Repeat the records in full and exactly, omitting pictures.

_Record list:_
^^^^^^^^^^^^^^^^
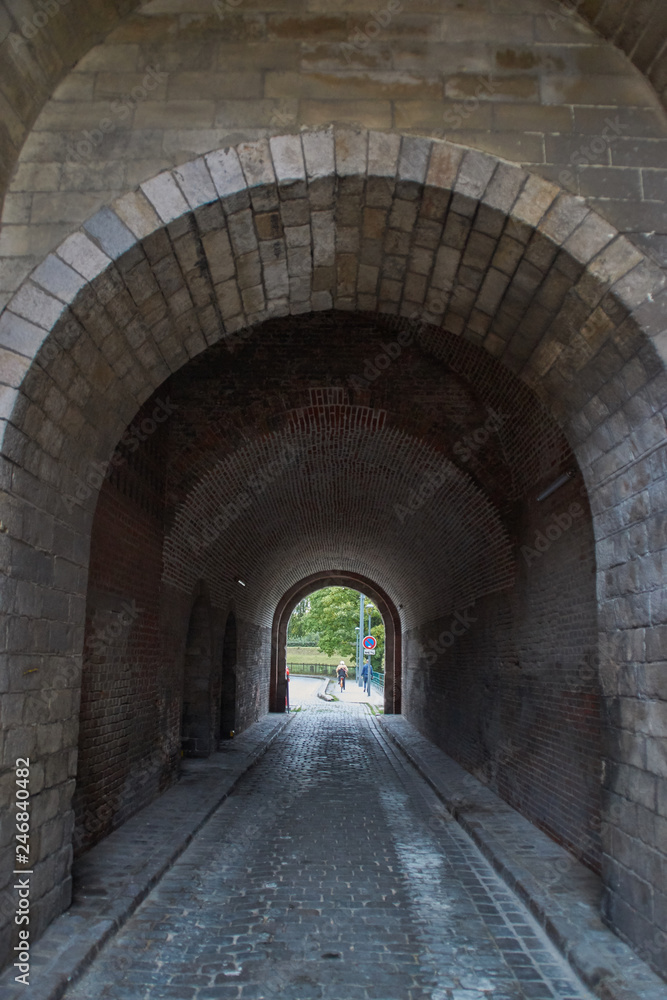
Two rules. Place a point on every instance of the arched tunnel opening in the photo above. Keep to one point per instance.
(341, 449)
(378, 361)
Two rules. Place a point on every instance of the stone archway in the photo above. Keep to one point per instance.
(357, 221)
(384, 604)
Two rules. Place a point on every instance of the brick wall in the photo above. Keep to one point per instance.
(126, 752)
(508, 686)
(153, 654)
(498, 257)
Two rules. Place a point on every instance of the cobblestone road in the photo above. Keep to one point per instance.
(331, 872)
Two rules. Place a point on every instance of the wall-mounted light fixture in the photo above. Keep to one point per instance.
(565, 478)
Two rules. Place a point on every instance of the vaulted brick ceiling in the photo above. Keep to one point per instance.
(284, 461)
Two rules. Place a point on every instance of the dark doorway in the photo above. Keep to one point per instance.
(196, 719)
(228, 685)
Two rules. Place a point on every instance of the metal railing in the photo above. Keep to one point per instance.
(329, 670)
(317, 669)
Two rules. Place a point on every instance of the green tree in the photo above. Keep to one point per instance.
(334, 613)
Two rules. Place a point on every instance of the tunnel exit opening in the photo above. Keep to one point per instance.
(383, 605)
(334, 626)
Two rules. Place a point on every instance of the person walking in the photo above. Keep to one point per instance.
(341, 674)
(367, 674)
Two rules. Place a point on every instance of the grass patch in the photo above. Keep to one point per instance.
(310, 654)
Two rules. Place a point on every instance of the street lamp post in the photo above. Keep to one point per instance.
(361, 639)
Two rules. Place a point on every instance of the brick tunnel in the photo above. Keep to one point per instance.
(351, 355)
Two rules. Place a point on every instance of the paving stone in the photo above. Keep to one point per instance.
(331, 870)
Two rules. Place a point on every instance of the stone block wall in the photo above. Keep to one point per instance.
(172, 82)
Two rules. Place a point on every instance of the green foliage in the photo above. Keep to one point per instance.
(333, 613)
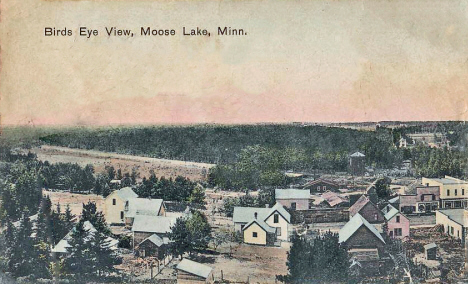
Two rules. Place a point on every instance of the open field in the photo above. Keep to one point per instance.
(74, 200)
(143, 165)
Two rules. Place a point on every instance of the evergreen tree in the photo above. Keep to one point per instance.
(25, 258)
(198, 195)
(199, 231)
(57, 225)
(96, 218)
(44, 223)
(78, 260)
(180, 238)
(102, 257)
(110, 172)
(68, 219)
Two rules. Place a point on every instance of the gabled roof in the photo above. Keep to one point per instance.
(143, 206)
(319, 180)
(431, 245)
(358, 205)
(333, 198)
(280, 209)
(153, 224)
(390, 212)
(394, 199)
(358, 154)
(194, 268)
(262, 225)
(155, 239)
(353, 225)
(246, 214)
(126, 193)
(292, 194)
(63, 245)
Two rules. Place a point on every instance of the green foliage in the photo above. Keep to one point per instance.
(382, 188)
(77, 261)
(21, 191)
(322, 260)
(264, 197)
(198, 195)
(223, 144)
(191, 234)
(434, 162)
(96, 218)
(178, 189)
(24, 256)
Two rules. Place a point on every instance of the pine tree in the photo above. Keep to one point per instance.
(43, 223)
(198, 195)
(78, 260)
(180, 238)
(102, 257)
(25, 258)
(96, 218)
(68, 219)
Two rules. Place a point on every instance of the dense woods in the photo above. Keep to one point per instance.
(222, 144)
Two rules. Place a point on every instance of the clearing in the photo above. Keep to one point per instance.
(143, 165)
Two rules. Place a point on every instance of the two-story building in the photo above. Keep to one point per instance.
(454, 222)
(294, 199)
(114, 205)
(426, 199)
(453, 191)
(262, 226)
(397, 223)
^^^^^^^^^^^^^^^^
_Solution to this exercise:_
Two rules. Place a point on every instance of the arched tunnel opening in the photo above. Keep to one point per instance.
(341, 449)
(378, 361)
Two rules. Place a point on every instance of the stone archway in the photo above. Keep to one point per instance.
(357, 221)
(384, 604)
Two rules. Place a point on every instance of the brick wall in the photo above. Keep to one point per instance.
(126, 752)
(508, 686)
(153, 654)
(498, 257)
Two rules. Place a point on every instance of the cobblestone road in the photo above. Keep to one point per instance.
(331, 872)
Two rules. Place a point on every instance of the wall-mounted light fixture in the photo above. Keep to one point per instance.
(565, 478)
Two rules. Place a point on every instance of the vaulted brick ceiling in the photo above. Keep to one point per instance.
(284, 461)
Two rules. Place a point on every instance of the dark doorway in the photo above. Keep to one point per instance.
(196, 719)
(228, 685)
Two rules. Place a point on every instance of the metal railing in the photo above. Keep to one point per instance.
(329, 670)
(317, 669)
Two rules. Place a point on every instance of the green tree in the photo above. Keep to one point per instance.
(334, 613)
Two rules. Place a point on every instance of the tunnel exit opening in the photo above. Keep to one point per instance.
(383, 605)
(334, 626)
Two rules. Place a point on every instance of the person walking in the photo above. Keep to one point per instance.
(341, 674)
(367, 674)
Two rules. Place a point on every instance of the grass patch in the photo above. Keep to one point per instance.
(310, 654)
Two rules. Place a point on every instance of the street lamp post in the photo above. Keep to one point per instance.
(361, 639)
Two rules. Place a point on every instance of the brick tunnel in the photo above. Keep to one point per instance.
(351, 355)
Two rules. Place a point on every instance of the paving stone in the photo above. Keep to one point per instance.
(331, 870)
Two rules. Place a point on every instance of the stone block wall in the photo above. Keep to one point per instance.
(172, 82)
Two rules. Place a point on every instance of the green foliage in the photo above. Keep to one point per instance.
(333, 613)
Two rules. Place a point on every instance of the open field in the photo above. Keep to one point per instance.
(74, 200)
(143, 165)
Two rules. Place a point on every instance of the evergreen tree in the photo above. Keep to one point per instance.
(25, 258)
(198, 195)
(199, 231)
(57, 225)
(96, 218)
(44, 223)
(78, 260)
(180, 238)
(102, 257)
(110, 172)
(68, 219)
Two rules. Place a point on every instance of the gabled roof in the photo above. Keep to one point per instance.
(143, 206)
(319, 180)
(431, 245)
(358, 205)
(333, 198)
(280, 209)
(153, 224)
(390, 212)
(394, 199)
(358, 154)
(194, 268)
(262, 225)
(155, 239)
(353, 225)
(246, 214)
(126, 193)
(292, 194)
(63, 245)
Two rules. Place a point on every instance of the green foliage in the photo above. Keep to one point per instance.
(382, 188)
(77, 261)
(21, 191)
(322, 260)
(264, 197)
(198, 195)
(223, 144)
(191, 234)
(434, 162)
(96, 218)
(178, 189)
(24, 256)
Two rules. Place a point on every instance of the pine tree in the photo above. Keep to one point per instance.
(43, 223)
(198, 195)
(78, 260)
(180, 238)
(102, 257)
(25, 258)
(96, 218)
(68, 219)
Two rules. Place a point on every instance of the dense woods in the photo above. Keep to one point per instance.
(222, 144)
Two rules. Place a point on every instance of the clearing in the photo above. Keep to one point per instance.
(143, 165)
Two rules. Place a point on every instance of the two-story building in the photo above. Keep to one point per instance.
(454, 222)
(294, 199)
(114, 205)
(426, 199)
(453, 191)
(262, 226)
(397, 223)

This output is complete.